+++ RECORDS SUPPLIED

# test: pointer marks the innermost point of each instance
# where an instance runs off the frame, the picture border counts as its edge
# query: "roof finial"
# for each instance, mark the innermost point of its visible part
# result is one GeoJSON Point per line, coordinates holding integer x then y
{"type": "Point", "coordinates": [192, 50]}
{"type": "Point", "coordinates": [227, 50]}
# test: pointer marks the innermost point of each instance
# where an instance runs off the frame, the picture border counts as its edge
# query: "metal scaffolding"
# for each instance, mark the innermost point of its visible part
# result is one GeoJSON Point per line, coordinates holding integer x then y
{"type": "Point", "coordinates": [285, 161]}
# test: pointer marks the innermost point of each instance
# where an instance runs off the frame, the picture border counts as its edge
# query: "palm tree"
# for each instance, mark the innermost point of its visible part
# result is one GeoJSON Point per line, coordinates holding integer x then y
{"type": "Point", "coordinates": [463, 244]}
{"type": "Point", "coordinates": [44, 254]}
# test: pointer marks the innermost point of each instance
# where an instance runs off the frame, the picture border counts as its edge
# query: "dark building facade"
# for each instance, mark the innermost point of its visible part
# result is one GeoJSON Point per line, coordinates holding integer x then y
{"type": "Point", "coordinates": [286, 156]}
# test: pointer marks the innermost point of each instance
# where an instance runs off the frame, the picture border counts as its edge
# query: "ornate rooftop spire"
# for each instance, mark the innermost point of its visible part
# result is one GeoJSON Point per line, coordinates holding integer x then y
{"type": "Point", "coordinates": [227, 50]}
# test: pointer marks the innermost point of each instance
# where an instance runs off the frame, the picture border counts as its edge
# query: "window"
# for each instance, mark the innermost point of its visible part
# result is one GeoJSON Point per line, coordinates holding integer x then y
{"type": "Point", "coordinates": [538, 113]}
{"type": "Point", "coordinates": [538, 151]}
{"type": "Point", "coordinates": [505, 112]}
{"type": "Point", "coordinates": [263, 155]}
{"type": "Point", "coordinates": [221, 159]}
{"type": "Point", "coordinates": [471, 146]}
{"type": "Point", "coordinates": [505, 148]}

++++++

§ **TASK STATEMENT**: Extract every line of the items above that contains the string "query", with case counting.

§ **EXERCISE SOLUTION**:
# query: "roof finial"
# query: "metal scaffolding"
# query: "palm tree"
# query: "dark building facade"
# query: "ornate rooftop spire"
# query: "window"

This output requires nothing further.